⟨
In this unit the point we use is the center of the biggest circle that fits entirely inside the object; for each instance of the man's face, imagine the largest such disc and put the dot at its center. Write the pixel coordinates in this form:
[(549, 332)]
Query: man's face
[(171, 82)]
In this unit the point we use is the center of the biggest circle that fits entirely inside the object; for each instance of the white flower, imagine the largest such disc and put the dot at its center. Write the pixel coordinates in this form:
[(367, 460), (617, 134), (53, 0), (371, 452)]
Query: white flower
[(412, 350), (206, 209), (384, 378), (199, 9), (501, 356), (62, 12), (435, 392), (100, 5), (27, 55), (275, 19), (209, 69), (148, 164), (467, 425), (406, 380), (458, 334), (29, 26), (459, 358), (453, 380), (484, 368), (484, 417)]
⟩
⟨
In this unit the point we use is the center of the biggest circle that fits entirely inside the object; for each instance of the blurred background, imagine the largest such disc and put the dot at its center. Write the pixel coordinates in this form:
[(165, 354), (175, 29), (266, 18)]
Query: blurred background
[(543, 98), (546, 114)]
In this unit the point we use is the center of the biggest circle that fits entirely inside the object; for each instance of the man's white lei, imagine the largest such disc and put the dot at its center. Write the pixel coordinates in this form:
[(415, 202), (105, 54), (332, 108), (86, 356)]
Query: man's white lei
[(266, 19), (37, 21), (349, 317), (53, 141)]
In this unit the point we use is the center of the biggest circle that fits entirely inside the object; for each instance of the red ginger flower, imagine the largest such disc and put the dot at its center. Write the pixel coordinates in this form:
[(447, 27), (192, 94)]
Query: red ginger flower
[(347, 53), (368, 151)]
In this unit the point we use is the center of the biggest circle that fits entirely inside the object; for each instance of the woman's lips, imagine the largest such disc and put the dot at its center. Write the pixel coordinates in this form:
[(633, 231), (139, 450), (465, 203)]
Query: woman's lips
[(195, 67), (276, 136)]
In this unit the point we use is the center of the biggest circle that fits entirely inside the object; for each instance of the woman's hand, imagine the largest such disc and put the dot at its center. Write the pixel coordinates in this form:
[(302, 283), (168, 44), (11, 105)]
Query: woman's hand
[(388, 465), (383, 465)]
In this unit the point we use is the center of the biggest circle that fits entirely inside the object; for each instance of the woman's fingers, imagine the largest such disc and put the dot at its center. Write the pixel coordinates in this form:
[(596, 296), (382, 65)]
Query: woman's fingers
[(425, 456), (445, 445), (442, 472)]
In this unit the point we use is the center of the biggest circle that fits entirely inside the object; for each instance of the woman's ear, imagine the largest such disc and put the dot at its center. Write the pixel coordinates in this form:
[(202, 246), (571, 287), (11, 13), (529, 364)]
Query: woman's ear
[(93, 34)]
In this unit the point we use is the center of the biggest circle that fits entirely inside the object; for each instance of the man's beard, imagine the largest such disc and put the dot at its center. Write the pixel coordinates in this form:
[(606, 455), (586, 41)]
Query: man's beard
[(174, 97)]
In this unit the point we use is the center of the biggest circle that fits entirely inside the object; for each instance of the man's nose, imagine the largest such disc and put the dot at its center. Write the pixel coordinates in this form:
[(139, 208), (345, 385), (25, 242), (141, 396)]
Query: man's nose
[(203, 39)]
⟩
→ Problem statement:
Turn the lines from the one containing "of the white" through the one containing "368), (484, 417)]" into a JSON list of strings, one string per line and no blank lines.

→ Final result:
[
  "In this unit the point we use is the center of the biggest circle that fits entirely inside the object; for each instance of the white flower, imagine the largest such disc and put the dot at its center. Write the pixel coordinates in this form:",
  "[(367, 460), (617, 134), (53, 0), (371, 452)]",
  "Query: white flower",
  "[(412, 350), (206, 209), (384, 378), (199, 9), (501, 356), (62, 12), (435, 392), (100, 5), (27, 55), (275, 19), (209, 69), (148, 164), (467, 425), (406, 380), (458, 334), (29, 26), (459, 358), (453, 380), (484, 368), (484, 417)]"
]